-- Start Quoted text --
Within six months, it became apparent that the Regency Council would not work. The Regents were divided in their opinions and often could not reach decisions, and Charles was too intelligent and too strongly attracted to power to be left on the sidelines while others ruled his kingdom. The regents, reminded by the late King’s will that they would be held responsible for their actions when young Charles reached his majority, grew eager to have his views on every subject under discussion. Increasingly, he was surrounded by those anxious to gain his favor, and the power of the regents was heavily undercut. The government of Sweden was lapsing into paralysis. The only solution, taken in November 1697, was to declare the boy, then fifteen, to be of age and to crown him King of Sweden.
To most of his countrymen, Charles’ coronation ceremony was a shock. He was succeeding to the crown as the sole and absolute ruler of Sweden, unchecked by council or parliament, and he meant to drive the point home in his coronation. He refused to be crowned as previous kings had been: by having someone else place the crown on his head. Instead, he declared that, as he had been born to the crown and not elected to it, the actual act of coronation was irrelevant. The statesmen of Sweden, both liberal and conservative, and even his own grandmother were aghast. Charles was put under intense pressure, but he did not give way on the essential point. He agreed only to allow himself to be consecrated by an archbishop, in order to accede to the Biblical injunction that a monarch be the Lord’s Anointed, but he insisted that the entire ceremony be called a consecration, not a coronation. Fifteen-year-old Charles rode to the church with his crown already on his head.
Those who looked for omens found many in the ceremony. By the new King’s command, in respect for his father’s memory, everyone present, himself included, was dressed in black; the only touch of color was the purple coronation mantle worn by the King. A violent snowstorm produced a stark contrast of black on white as the guests arrived at the church. The King slipped while mounting his horse with his crown on his head; the crown fell off and was caught by a chamberlain before it hit the ground. During the service, the archbishop dropped the horn of anointing oil. Charles refused to give the traditional royal oath and then, in the moment of climax, he placed the crown on his own head.
This astonishing scene soon was followed by further evidence of the new King’s character. The nobility, hoping that Charles would mitigate the stern “reduction” decrees, was distressed to find the young monarch determined to continue his father’s policy. Members of the council shook their heads over the King’s self-confidence, his obstinacy, his absolute refusal to turn back or change a decision once he had made it. At meetings, he would listen for a while, then stand and interrupt the dialogue, saying that he had heard enough, that he had made up his mind and that they had his permission to depart. Too late, the Swedish statesmen repented their hasty advancement of the King’s coming of age. Now, they and the greatest power in Northern Europe were under the absolute power of a headstrong, willful adolescent. Feeling their hostility, Charles decided to downgrade, if not eliminate, the council. The old councilors and ministers were kept waiting in anterooms sometimes for hours before the King would see them—then, after listening briefly to their arguments, he would dismiss them. Only later would they learn what decisions had been taken on the gravest national matters.
-- End Quoted text --
-- Start Given data --
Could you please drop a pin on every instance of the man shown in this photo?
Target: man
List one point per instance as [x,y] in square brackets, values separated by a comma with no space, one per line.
-- End Given data --
**List of tasks**
[a] From the passage on Charles's accession, reproduce word for word the stretch from "Within six months, it" through "King of Sweden.".
[b] Summarize the passage on Charles's accession in three sentences.
[c] Write what comes next in the passage on Charles's accession, starting after its final sentence.
The lines have no role in this work.

**Answers to the problems**
[a]
Within six months, it became apparent that the Regency Council would not work. The Regents were divided in their opinions and often could not reach decisions, and Charles was too intelligent and too strongly attracted to power to be left on the sidelines while others ruled his kingdom. The regents, reminded by the late King’s will that they would be held responsible for their actions when young Charles reached his majority, grew eager to have his views on every subject under discussion. Increasingly, he was surrounded by those anxious to gain his favor, and the power of the regents was heavily undercut. The government of Sweden was lapsing into paralysis. The only solution, taken in November 1697, was to declare the boy, then fifteen, to be of age and to crown him King of Sweden.

[b] Because the divided Regency Council could not reach decisions and Sweden's government was lapsing into paralysis, fifteen-year-old Charles was declared of age in November 1697. At a ceremony in which onlookers found many omens, he insisted on a consecration rather than a coronation, refused the traditional royal oath and placed the crown on his own head. He then continued his father's "reduction" policy, would not change a decision once made, and downgraded the council by keeping its members waiting and deciding grave national matters without them.

[c]
Charles’ formal education came abruptly to an end; his indoor hours were now completely taken up by affairs of state. But he was still a vigorously healthy adolescent, attracted by violent physical exercise and a keen wish to test his body and spirit against a whole spectrum of physical challenges. To satisfy his urge to break free of responsibility and the reproachful words and glances of older people, he began taking long rides on horseback. Determined to absorb his energy and drive away his problems by sheer physical exhaustion, he chose to concentrate on immediate challenges such as clearing a high wall on his favorite horse or beating a friend to a distant tree at a dead gallop. In the winter, accompanied only by a page and an officer of the guard, he left the palace in the darkness of early morning to ride through the forest among the lakes outside the capital. There were accidents. Once, in deep snow, his horse fell on him, pinioning him so that he could not move. As usual, he was far in advance of his companions, and by the time they found him he was nearly frozen. Another time, riding across a frozen lake, Charles had almost reached the far side when he found a fifteen-foot stretch of open water between himself and the bank. Although he could not swim, he urged his horse into the icy water and clung to its back while the animal swam across.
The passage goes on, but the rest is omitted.